◆ **Article**:
[start]
A very quick summary of Islamicate history

A very quick summary of Islamicate history 2018-09-05T09:52:42-06:00

 

Zaytuna in Tunisia
At the Grand Mosque of al-Zaytuna, in Tunis     (Wikipedia Commons public domain)

 

In the classes that I teach on Islam, Islamic history, and Islamicate civilization and culture, I typically use the divisions proposed by Marshall Hodgson in his great (uncompleted) three-volume work, The Venture of Islam.  He objected to the “great man” method of periodizing Islamicate history (or, for that matter, any other history), and sought more fundamental turning points.  So do I.  For your (lack of) interest, his divisions (and, derivatively, mine) are as follows:

 

(Pre-Islamic Period, or, locally, the “Jahiliyya” [the “Age of Ignorance”] — to about AD 570)
[end]
List every name the Islamicate history summary gives for the period lasting until about AD 570. The listing that comes next has no connection to the Islamicate history summary.

◆ **Dataset extract**:
[start]
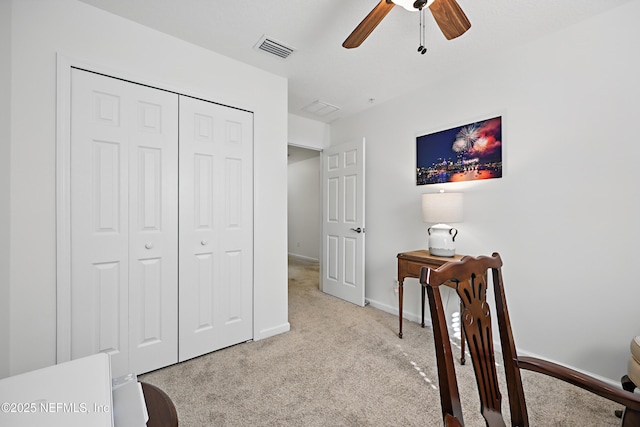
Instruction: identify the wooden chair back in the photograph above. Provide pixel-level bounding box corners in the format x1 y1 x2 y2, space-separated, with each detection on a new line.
420 253 640 427
420 253 527 427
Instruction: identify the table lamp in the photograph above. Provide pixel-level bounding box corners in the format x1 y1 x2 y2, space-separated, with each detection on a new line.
422 190 462 257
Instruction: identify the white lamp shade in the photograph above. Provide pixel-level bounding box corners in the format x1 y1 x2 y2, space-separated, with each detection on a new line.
422 193 463 224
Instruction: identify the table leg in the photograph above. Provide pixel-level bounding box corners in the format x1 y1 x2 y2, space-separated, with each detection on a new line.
460 301 466 365
398 280 404 338
420 286 425 328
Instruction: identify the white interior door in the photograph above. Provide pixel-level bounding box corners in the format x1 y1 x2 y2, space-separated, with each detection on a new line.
321 138 365 306
179 96 253 361
70 69 178 376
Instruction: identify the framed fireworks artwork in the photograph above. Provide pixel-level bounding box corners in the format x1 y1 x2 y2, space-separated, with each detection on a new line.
416 116 502 185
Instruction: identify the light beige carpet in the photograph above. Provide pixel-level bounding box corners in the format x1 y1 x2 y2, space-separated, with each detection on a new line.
140 259 619 427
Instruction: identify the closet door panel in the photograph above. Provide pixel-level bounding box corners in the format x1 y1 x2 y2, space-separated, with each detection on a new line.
70 69 178 376
179 96 253 361
129 85 178 373
71 70 129 378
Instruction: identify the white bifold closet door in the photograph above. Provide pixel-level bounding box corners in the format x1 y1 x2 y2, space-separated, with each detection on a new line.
179 96 253 361
71 69 178 377
67 69 253 377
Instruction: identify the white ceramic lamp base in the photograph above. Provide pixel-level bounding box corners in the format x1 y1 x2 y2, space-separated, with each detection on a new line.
427 224 458 257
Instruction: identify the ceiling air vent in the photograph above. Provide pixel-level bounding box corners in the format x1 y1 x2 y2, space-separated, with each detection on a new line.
302 100 340 117
253 36 296 59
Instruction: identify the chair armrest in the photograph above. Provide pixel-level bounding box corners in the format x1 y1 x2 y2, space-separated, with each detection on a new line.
514 356 640 411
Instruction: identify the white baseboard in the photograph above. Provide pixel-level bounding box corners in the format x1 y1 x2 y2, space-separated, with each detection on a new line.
253 322 291 341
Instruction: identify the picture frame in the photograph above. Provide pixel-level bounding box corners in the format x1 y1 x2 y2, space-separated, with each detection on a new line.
416 116 502 185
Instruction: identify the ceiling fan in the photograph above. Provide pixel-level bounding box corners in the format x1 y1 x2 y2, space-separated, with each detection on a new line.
342 0 471 49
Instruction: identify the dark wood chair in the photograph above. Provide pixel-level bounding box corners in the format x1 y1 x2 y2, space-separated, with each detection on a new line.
141 382 178 427
420 253 640 427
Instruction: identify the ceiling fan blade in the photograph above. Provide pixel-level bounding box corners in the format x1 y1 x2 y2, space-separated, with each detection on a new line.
429 0 471 40
342 0 395 49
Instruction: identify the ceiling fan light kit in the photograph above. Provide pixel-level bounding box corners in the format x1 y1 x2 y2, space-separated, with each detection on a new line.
342 0 471 53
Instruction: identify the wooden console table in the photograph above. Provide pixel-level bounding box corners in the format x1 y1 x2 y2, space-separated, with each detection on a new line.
398 249 465 365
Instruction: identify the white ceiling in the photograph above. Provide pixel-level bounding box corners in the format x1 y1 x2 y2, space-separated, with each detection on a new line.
81 0 633 123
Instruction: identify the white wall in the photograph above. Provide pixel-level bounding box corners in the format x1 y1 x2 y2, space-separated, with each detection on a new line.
287 154 322 261
331 2 640 382
5 0 289 374
0 1 11 378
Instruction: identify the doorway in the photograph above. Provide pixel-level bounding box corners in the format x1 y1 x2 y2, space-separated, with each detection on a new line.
287 145 322 288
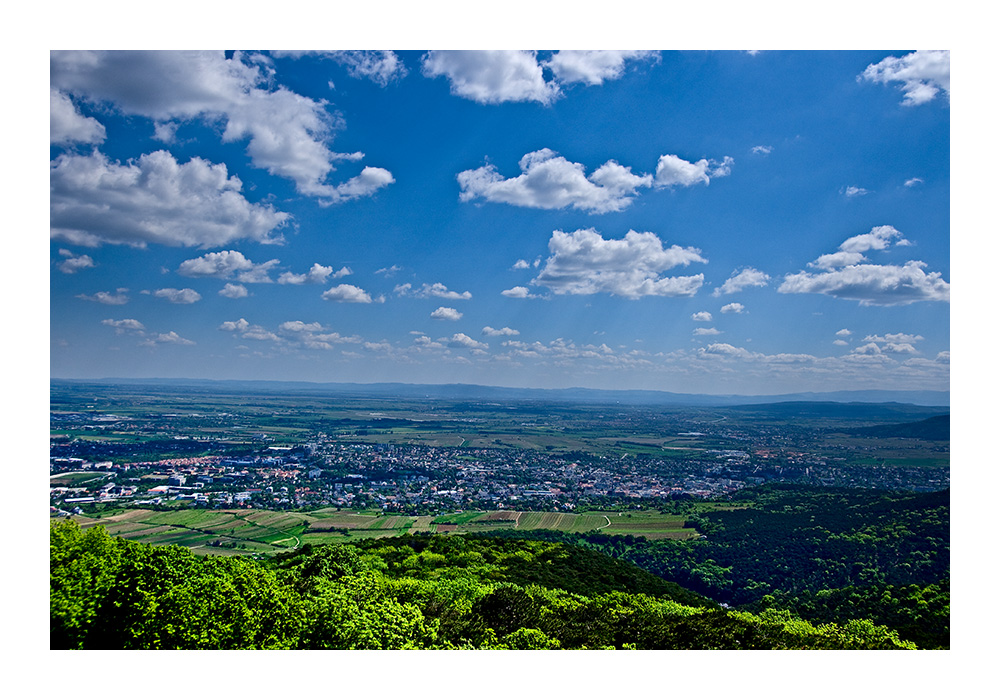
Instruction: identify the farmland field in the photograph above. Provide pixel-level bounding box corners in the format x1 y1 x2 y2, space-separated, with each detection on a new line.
66 508 698 555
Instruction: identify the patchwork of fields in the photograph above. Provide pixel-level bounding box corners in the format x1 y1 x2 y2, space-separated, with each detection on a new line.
73 508 698 556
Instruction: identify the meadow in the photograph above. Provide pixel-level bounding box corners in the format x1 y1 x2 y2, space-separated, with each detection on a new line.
73 508 699 556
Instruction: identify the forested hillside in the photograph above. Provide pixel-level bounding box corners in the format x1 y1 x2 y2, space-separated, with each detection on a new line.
488 485 950 648
50 521 915 649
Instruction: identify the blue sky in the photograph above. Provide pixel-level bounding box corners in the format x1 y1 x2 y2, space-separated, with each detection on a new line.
50 50 951 394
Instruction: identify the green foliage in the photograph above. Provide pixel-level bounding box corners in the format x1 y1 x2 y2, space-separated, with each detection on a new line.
51 522 913 649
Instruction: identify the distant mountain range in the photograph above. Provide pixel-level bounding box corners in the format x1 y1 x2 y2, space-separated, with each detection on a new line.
52 378 951 406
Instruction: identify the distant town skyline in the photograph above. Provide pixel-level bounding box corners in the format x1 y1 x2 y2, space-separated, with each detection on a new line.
50 50 951 394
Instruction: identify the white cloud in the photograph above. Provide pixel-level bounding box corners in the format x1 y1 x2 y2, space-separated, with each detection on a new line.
139 331 195 345
457 148 652 214
320 166 396 204
858 51 951 107
153 122 180 143
76 288 128 306
778 260 951 306
49 151 290 248
177 250 280 284
500 287 538 299
58 248 94 275
448 333 490 350
278 51 407 87
278 263 351 284
809 251 868 270
778 226 951 306
50 51 388 198
542 51 659 85
278 321 362 350
423 51 559 104
431 306 462 321
219 318 250 333
393 282 472 301
322 284 372 304
654 154 735 187
840 226 910 253
101 318 146 333
712 267 771 297
49 88 107 145
219 282 250 299
153 287 201 304
532 229 707 299
483 326 521 336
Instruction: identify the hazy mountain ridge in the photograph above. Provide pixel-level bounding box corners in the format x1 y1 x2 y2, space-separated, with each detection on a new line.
51 377 951 406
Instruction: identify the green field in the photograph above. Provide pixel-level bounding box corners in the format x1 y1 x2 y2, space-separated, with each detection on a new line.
73 508 698 555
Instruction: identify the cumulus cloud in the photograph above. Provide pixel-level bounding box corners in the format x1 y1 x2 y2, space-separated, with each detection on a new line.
483 326 521 336
712 267 771 297
219 318 250 333
542 51 659 85
139 331 195 345
270 51 407 87
448 333 490 350
393 282 472 301
76 287 128 306
320 166 396 204
49 151 290 248
153 287 201 304
58 248 94 275
431 306 462 321
50 51 390 201
458 148 652 214
177 250 280 283
840 226 911 253
500 287 538 299
423 51 559 105
49 88 107 145
778 226 951 306
532 229 708 299
278 321 362 350
219 282 250 299
322 284 372 304
778 260 951 306
654 154 735 187
278 263 353 284
809 251 867 270
858 51 951 107
101 318 146 334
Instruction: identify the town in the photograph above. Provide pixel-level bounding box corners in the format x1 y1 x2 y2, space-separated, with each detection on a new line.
50 386 949 515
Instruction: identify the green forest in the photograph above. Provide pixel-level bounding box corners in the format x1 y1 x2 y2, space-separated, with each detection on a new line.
50 490 948 649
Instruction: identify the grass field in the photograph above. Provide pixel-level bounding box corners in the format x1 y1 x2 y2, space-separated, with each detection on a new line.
66 508 698 556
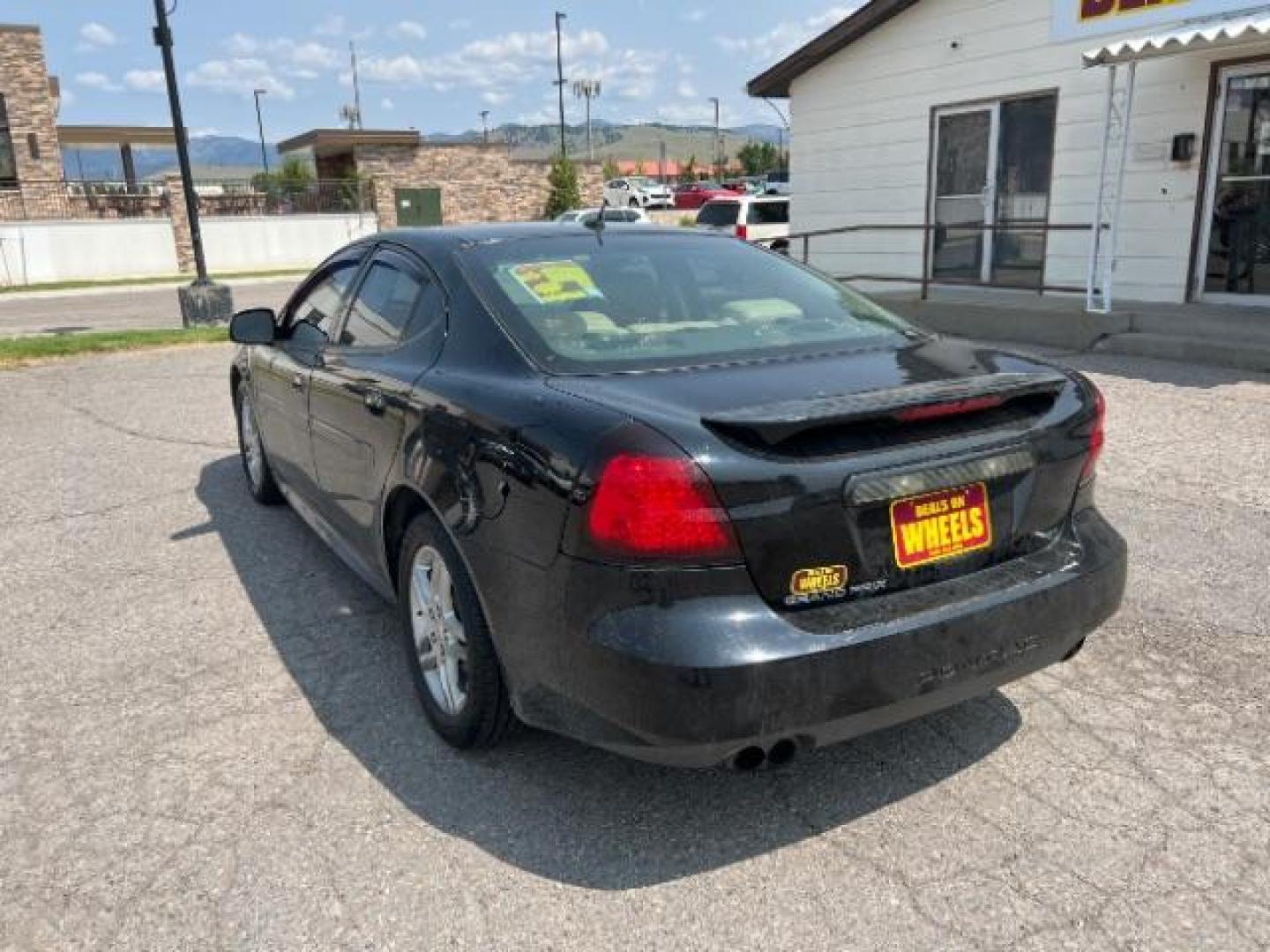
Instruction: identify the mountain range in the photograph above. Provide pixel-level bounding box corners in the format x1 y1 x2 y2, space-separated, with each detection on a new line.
63 121 782 180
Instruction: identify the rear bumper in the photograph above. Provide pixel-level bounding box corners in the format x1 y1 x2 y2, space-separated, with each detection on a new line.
517 509 1128 767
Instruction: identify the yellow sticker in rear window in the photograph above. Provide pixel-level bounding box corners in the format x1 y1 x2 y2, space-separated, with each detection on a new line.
511 262 604 305
790 565 847 595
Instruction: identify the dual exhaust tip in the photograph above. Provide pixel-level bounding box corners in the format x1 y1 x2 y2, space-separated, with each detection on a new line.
729 738 799 773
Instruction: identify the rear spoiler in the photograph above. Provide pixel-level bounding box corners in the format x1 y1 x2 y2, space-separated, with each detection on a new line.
701 370 1071 445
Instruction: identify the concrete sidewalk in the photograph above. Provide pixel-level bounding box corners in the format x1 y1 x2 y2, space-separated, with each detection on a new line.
872 288 1270 372
0 274 303 337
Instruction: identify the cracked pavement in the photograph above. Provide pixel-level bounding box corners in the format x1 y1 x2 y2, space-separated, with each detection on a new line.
0 346 1270 952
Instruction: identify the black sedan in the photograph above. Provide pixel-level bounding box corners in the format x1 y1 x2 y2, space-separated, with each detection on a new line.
230 225 1126 768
[end]
◆ **Full solution**:
- Pre-Islamic Period
- Jahiliyya
- Age of Ignorance